:: TASK DETAILS ::
List every line below that contains the word "street", copying each one in full.

:: STORED RECORDS ::
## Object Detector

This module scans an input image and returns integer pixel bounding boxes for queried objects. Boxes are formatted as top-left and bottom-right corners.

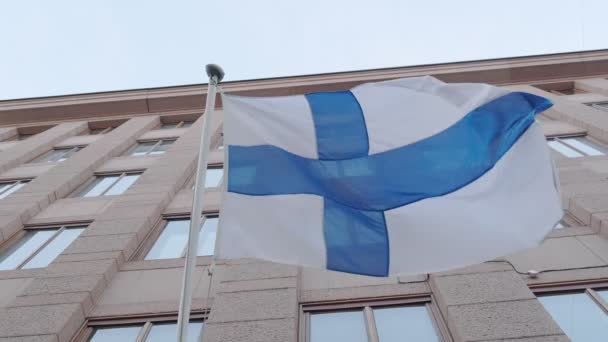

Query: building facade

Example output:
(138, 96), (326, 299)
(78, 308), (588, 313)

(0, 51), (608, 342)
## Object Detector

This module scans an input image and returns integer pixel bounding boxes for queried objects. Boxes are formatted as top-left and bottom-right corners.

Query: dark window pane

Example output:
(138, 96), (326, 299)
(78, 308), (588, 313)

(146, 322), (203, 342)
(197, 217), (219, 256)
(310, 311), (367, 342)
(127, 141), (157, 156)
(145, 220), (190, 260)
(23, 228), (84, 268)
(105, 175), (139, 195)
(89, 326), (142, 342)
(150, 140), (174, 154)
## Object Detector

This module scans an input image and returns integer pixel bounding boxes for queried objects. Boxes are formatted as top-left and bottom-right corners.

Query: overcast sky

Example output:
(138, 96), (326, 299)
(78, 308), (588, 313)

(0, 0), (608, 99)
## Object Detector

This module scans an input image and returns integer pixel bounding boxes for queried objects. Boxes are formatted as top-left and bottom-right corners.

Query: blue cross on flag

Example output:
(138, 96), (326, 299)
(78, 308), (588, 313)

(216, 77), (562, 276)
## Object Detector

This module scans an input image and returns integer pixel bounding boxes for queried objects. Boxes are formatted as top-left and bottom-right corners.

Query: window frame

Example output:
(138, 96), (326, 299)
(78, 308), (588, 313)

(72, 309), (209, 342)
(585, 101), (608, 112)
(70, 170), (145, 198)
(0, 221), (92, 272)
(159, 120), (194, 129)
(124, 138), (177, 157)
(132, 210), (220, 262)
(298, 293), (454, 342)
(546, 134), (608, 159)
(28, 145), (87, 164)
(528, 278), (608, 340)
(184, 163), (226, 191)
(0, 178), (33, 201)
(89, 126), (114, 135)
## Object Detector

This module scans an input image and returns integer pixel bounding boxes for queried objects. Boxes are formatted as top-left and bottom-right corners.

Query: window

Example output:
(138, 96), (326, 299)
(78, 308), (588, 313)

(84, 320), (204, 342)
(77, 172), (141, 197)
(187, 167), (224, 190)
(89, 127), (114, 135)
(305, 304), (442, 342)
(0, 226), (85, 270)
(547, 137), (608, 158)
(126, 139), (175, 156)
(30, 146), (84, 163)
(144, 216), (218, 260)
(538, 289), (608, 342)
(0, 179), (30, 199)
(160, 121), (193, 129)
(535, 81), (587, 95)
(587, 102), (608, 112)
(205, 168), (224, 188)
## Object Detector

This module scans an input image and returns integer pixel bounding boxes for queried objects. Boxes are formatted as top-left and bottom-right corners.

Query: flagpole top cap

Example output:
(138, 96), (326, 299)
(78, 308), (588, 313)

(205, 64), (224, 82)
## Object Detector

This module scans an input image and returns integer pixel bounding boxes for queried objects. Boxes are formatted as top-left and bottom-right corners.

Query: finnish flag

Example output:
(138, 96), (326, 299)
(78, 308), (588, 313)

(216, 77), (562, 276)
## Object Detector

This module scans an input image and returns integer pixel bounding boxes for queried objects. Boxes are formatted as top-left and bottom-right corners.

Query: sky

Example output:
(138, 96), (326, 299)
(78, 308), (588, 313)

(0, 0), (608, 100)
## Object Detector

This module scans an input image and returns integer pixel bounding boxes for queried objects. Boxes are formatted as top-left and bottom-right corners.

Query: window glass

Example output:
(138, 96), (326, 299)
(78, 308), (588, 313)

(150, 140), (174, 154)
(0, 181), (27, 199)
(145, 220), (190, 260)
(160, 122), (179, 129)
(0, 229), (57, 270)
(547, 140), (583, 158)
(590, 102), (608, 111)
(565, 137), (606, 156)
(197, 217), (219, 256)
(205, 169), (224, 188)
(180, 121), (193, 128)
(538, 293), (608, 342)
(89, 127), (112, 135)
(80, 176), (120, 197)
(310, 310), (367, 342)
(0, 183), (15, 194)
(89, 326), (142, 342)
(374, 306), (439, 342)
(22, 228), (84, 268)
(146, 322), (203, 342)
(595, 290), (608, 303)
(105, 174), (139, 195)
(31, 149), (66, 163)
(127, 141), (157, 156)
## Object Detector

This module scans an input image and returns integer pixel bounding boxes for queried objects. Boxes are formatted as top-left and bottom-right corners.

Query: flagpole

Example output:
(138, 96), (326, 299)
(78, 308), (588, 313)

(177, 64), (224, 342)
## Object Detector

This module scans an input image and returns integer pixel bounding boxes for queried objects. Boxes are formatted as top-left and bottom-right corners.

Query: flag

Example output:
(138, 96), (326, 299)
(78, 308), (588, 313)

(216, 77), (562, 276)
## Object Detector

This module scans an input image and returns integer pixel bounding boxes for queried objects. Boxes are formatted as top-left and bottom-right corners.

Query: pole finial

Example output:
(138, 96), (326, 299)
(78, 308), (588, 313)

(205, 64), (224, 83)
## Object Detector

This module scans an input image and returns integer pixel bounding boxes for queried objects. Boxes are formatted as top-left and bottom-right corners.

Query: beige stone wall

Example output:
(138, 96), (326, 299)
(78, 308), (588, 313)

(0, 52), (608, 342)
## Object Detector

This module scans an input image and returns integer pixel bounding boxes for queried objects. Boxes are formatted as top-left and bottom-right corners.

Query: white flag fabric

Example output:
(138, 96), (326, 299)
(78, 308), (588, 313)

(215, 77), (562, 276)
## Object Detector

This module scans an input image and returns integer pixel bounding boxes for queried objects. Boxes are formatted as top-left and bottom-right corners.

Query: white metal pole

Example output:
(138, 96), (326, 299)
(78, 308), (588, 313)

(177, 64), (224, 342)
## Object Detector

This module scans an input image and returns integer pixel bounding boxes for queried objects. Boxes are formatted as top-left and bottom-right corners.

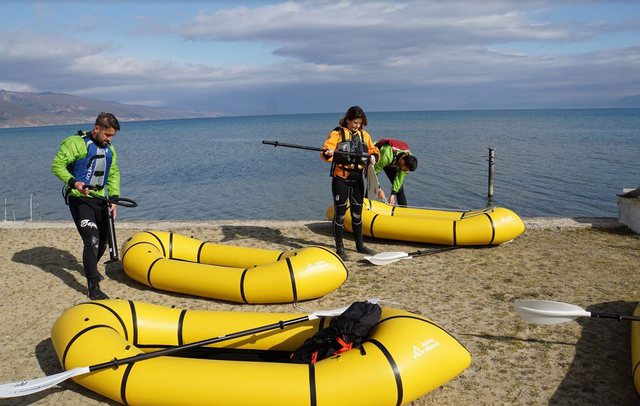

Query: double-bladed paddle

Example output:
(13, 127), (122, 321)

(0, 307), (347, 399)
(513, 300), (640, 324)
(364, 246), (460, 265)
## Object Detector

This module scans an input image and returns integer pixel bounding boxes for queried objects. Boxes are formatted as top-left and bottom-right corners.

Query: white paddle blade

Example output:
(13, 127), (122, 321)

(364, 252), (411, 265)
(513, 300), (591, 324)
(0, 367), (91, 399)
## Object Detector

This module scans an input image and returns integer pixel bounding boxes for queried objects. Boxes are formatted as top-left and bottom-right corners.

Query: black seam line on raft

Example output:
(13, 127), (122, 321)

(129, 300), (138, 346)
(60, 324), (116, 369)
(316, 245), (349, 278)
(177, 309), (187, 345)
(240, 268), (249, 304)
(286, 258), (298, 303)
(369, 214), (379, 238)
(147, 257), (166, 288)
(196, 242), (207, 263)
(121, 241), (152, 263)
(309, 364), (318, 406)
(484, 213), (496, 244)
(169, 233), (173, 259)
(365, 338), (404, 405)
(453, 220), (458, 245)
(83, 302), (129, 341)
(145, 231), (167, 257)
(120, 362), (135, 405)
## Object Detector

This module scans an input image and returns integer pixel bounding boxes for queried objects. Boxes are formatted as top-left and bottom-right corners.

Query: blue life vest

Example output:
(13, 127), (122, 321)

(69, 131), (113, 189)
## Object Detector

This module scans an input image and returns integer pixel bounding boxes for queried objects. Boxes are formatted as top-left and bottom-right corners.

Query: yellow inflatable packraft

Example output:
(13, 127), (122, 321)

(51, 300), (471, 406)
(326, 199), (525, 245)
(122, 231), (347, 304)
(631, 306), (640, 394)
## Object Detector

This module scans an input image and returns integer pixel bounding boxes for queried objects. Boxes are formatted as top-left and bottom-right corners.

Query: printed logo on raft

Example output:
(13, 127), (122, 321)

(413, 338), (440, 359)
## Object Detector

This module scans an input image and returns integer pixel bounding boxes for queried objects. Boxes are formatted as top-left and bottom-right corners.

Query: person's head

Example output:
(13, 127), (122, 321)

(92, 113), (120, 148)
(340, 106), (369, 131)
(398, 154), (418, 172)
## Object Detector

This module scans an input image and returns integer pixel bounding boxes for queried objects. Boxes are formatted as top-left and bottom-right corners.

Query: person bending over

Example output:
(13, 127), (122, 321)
* * *
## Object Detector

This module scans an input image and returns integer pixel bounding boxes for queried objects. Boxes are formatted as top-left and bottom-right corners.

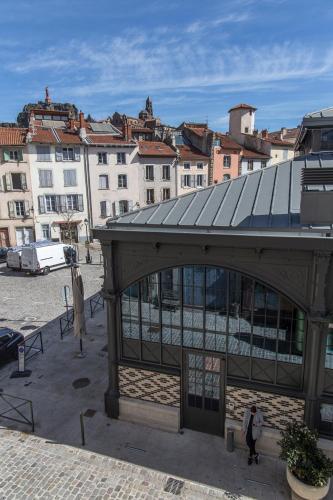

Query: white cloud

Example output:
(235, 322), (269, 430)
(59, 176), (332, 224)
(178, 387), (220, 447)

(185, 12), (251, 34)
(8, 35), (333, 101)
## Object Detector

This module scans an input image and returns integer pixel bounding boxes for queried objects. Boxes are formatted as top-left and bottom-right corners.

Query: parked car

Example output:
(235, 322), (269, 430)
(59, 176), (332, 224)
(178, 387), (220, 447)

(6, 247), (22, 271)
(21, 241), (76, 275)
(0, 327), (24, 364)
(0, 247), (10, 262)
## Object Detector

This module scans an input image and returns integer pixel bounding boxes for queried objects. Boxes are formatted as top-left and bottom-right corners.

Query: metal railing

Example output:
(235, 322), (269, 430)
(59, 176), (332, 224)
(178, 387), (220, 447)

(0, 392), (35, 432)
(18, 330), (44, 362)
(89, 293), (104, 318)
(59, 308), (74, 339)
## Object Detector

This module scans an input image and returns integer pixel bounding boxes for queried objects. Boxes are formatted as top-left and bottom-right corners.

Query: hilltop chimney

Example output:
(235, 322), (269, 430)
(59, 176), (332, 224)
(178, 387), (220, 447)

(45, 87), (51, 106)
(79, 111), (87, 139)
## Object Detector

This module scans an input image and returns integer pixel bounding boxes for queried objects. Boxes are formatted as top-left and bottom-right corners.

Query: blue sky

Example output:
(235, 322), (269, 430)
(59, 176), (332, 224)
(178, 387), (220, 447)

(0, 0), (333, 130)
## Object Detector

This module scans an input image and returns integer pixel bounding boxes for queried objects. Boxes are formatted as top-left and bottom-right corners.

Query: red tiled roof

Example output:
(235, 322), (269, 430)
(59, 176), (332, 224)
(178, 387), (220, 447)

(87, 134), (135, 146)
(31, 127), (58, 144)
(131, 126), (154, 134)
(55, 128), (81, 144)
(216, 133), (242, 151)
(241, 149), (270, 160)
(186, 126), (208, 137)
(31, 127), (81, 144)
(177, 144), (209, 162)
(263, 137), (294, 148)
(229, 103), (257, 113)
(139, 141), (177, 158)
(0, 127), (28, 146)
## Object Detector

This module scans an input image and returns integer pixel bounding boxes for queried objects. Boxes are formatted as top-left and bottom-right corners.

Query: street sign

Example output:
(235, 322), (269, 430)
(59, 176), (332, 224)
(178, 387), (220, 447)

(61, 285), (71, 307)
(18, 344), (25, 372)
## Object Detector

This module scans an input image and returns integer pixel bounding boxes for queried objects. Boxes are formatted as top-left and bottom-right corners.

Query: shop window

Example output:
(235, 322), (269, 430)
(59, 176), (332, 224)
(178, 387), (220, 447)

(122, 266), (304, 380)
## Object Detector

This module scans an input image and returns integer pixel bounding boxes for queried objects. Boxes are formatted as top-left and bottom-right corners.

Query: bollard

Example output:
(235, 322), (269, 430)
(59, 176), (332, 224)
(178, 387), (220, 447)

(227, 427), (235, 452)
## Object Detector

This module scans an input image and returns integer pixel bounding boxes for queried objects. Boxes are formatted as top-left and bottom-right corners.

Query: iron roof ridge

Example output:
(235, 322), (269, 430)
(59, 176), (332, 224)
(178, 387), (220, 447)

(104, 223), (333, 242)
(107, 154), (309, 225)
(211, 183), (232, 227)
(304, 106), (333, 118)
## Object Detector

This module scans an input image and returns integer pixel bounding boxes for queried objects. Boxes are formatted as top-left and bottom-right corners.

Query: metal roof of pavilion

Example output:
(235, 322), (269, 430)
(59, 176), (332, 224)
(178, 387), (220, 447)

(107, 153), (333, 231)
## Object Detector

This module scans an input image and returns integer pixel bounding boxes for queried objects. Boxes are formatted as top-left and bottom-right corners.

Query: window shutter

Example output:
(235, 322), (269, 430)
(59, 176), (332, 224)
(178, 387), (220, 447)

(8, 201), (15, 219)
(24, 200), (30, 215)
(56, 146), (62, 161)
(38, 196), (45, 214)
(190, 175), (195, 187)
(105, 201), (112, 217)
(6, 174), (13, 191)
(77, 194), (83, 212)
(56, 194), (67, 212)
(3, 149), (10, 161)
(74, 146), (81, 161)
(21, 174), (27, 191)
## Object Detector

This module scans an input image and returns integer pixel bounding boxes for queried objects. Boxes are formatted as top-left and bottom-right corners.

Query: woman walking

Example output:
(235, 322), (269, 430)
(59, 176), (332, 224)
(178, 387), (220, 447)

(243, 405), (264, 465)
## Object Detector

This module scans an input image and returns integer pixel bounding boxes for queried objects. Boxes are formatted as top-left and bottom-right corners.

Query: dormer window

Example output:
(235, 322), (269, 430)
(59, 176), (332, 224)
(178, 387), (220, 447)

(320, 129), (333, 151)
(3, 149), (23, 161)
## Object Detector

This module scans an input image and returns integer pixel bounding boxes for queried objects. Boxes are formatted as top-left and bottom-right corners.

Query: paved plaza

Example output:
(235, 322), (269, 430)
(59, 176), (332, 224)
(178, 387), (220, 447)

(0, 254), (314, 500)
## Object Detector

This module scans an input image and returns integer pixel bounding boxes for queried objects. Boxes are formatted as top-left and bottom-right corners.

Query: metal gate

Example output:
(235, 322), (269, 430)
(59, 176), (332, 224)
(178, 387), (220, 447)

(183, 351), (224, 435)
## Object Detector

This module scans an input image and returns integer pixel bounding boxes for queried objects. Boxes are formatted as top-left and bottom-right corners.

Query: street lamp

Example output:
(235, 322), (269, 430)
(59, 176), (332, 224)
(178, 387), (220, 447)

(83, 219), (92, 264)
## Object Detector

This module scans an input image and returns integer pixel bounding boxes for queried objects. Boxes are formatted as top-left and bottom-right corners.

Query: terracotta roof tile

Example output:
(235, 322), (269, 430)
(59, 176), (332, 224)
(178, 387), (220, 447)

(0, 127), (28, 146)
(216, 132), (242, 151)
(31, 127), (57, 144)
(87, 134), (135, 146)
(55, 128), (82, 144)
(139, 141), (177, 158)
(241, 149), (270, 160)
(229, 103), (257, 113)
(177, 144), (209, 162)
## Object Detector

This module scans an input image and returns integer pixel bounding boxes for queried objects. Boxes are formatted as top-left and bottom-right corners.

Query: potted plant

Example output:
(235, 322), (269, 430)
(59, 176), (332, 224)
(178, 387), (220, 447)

:: THE ANSWER ::
Query: street sign
Query: street lamp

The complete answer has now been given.